Comment voulez-vous transmettre à la jeunesse une forme d’empathie, alors que la société transmet le message inverse ? Comment voulez-vous qu’elle éprouve de la pitié alors que les « modèles » qu’on lui propose sont impitoyables et n’hésitent devant aucun obstacle pour atteindre leur but ? Comment voulez-vous que dans un univers idéologique où il n’y a que moi qui compte, on puisse souffrir de la souffrance de l’autre ?

Mais au-delà de la question de l’empathie, ces faits divers mettent en évidence un autre ressort, tout aussi inquiétant sinon plus, et qu’on voit apparaître sous des formes très diverses dans les rapports sociaux. C’est la question du rapport au temps, celle de la relation que nous entretenons avec le présent, le passé et l’avenir. Pour le dire autrement, la question de notre capacité à nous projeter dans le futur et donc de mesurer les conséquences de nos actes.

========

But de la tâche
D'après le passage extrait, au-delà de l'empathie, quelle autre question les faits divers font-ils ressortir ?

Relevés de pointage:

========

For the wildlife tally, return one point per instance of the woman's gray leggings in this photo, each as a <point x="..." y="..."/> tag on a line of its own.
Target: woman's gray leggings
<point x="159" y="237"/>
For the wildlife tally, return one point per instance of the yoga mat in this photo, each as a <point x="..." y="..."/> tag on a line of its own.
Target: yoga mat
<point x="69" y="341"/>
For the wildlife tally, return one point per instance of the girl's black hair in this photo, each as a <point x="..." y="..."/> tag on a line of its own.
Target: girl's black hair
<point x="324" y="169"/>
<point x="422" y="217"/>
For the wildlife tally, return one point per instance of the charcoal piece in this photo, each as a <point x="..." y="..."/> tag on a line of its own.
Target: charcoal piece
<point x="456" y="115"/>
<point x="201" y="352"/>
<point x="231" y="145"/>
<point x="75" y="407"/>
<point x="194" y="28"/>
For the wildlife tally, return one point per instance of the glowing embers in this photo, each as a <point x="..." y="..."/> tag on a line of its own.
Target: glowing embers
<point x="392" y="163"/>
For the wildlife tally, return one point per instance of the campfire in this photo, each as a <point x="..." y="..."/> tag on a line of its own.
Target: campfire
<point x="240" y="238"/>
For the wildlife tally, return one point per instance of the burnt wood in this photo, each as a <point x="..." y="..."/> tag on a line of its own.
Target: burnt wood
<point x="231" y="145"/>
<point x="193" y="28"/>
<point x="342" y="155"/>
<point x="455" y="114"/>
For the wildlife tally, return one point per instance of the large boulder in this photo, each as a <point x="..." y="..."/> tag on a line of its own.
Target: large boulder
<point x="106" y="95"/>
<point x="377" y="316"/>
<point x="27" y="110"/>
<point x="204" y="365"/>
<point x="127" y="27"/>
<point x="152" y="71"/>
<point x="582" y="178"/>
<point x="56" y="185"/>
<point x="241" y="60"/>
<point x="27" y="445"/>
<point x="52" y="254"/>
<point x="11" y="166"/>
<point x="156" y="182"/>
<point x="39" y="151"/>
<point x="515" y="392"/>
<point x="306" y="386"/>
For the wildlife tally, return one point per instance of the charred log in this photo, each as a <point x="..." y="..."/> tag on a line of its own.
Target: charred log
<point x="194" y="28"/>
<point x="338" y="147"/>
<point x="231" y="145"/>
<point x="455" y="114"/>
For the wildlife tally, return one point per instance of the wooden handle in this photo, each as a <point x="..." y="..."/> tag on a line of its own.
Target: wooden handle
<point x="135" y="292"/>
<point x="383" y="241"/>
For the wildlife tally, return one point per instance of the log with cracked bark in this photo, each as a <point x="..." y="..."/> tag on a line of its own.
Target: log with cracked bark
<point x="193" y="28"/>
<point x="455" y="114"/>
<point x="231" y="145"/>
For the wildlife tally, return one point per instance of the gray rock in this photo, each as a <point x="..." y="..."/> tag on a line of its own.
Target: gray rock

========

Bonne réponse
La question du rapport au temps, c'est-à-dire de la relation que nous entretenons avec le présent, le passé et l'avenir.